__Task directions__.
Rewrite all of the items below, replacing "instance" with "object" and changing nothing else, and leave the pictures out of your answer.

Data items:
## START

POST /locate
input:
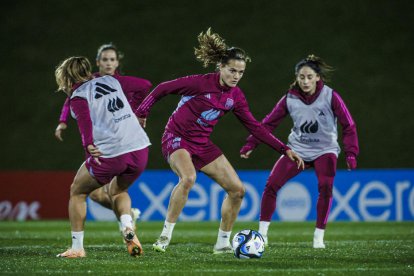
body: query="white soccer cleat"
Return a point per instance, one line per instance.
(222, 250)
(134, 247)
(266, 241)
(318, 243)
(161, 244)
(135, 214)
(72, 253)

## END

__Answer for this exercise__.
POST /locate
input:
body: query="white soccer cleat"
Return a point per object, one line per object.
(222, 250)
(134, 247)
(266, 241)
(318, 243)
(161, 244)
(135, 214)
(72, 253)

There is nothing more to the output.